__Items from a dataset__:
=====
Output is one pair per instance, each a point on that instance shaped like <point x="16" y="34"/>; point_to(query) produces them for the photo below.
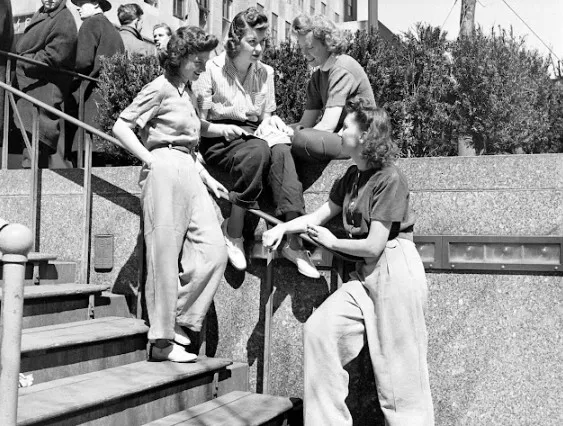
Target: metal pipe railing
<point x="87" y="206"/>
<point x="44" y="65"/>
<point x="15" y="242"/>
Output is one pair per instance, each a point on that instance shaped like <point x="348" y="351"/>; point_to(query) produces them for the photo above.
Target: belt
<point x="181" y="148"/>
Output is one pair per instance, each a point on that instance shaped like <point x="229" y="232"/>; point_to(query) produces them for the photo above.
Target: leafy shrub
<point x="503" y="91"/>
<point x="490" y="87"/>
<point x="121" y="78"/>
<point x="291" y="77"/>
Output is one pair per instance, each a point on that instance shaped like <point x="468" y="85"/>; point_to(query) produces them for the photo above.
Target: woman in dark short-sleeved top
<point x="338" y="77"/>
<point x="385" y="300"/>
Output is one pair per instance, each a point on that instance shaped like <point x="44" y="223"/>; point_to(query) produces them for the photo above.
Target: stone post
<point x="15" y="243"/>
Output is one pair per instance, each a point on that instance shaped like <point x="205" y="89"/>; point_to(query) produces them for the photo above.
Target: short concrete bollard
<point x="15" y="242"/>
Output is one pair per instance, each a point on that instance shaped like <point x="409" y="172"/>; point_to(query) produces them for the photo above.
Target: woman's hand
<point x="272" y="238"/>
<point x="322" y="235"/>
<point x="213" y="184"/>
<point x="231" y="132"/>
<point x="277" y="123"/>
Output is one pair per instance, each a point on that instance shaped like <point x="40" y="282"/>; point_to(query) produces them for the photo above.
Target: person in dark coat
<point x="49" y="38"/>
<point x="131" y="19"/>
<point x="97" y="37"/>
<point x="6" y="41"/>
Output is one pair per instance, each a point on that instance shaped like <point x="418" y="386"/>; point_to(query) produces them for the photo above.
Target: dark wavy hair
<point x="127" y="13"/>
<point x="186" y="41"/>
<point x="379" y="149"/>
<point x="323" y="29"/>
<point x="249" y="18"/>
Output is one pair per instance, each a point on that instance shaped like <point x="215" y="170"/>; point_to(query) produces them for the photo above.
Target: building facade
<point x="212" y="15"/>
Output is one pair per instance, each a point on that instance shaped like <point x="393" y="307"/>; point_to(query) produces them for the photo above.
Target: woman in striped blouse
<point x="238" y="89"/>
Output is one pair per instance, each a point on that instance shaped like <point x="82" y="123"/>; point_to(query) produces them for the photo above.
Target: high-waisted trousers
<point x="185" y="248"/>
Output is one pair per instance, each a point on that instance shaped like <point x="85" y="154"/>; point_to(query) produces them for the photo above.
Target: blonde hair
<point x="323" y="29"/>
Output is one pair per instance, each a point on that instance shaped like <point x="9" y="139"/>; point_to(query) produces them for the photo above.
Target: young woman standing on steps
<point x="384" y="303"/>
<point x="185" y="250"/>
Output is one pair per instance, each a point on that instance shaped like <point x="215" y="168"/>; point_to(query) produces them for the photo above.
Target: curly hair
=====
__EXERCISE INSTRUCTIONS__:
When you give the entries again, keep them exact and omit any picture they contain.

__OUTPUT BELOW__:
Output is one pair per instance, each a point on that instance shaped like <point x="16" y="34"/>; point_to(query) produces them for the photo below.
Target: metal pipe railing
<point x="87" y="206"/>
<point x="44" y="65"/>
<point x="15" y="242"/>
Output is one pair per instance, each a point on that instance shaped like <point x="348" y="351"/>; point_to(query) produces them for the photo above.
Target: belt
<point x="181" y="148"/>
Output is one pair per instance, each a point on that instance shaped like <point x="229" y="232"/>; point_to(query) produces them for the photo above.
Target: leafy shrub
<point x="503" y="91"/>
<point x="490" y="87"/>
<point x="121" y="78"/>
<point x="291" y="77"/>
Output is one pair per instance, each a point on that instance shaped like <point x="468" y="85"/>; point_to(query) produces them for the photo above.
Target: woman in dark short-sleeved top
<point x="338" y="77"/>
<point x="385" y="300"/>
Output is one pair per instance, each a point on that instance shaped like <point x="44" y="223"/>; point_to(query) produces them for the photo above.
Target: stone post
<point x="15" y="243"/>
Output is one pair per instance, each a point on that instance shaped like <point x="205" y="89"/>; point_to(query) produces them for the photo above.
Target: short concrete bollard
<point x="15" y="242"/>
Output is one pair per instance, each a point on that instance shaped like <point x="409" y="172"/>; point_to(query) produces them for the photo above.
Target: woman's hand
<point x="272" y="238"/>
<point x="322" y="235"/>
<point x="213" y="184"/>
<point x="231" y="132"/>
<point x="277" y="123"/>
Output is one pair per instance, each a point on that instance shaped like <point x="40" y="282"/>; point_to(query) produces them for the photo above.
Target: person in dark coat
<point x="49" y="38"/>
<point x="131" y="19"/>
<point x="97" y="37"/>
<point x="6" y="41"/>
Output is one pair per instance, each a point on that instance shaped like <point x="418" y="386"/>; point_to(query) produces them for the photo above.
Target: dark wavy hair
<point x="127" y="13"/>
<point x="186" y="41"/>
<point x="379" y="149"/>
<point x="323" y="29"/>
<point x="249" y="18"/>
Output is one pair per instance, each a point on that instance shaped like <point x="215" y="170"/>; point_to(query) produces them for the photo above.
Target: building facade
<point x="212" y="15"/>
Output is one pair per instance, each a point on that instance shaped like <point x="393" y="307"/>; point_to(query) produces them for the photo above.
Target: woman in striped blouse
<point x="238" y="89"/>
Output is one pair per instance, each a point on that instance shaped like <point x="82" y="123"/>; point_to(query) produces them for the photo above.
Target: high-waisted trousers
<point x="185" y="248"/>
Output is one pair per instance, each a point on that instance shaped like <point x="85" y="154"/>; point_to(query) produces them for the photo above.
Target: blonde hair
<point x="323" y="29"/>
Output is one pair per instance, each a point on that instance shaped like <point x="9" y="139"/>; point_to(query) produces them for the photo above.
Target: young woman standing on steps
<point x="384" y="303"/>
<point x="185" y="250"/>
Output is one pair per instance, each a point on that instance shaped like <point x="215" y="168"/>; point_to(query) produces them for the photo above.
Target: curly hair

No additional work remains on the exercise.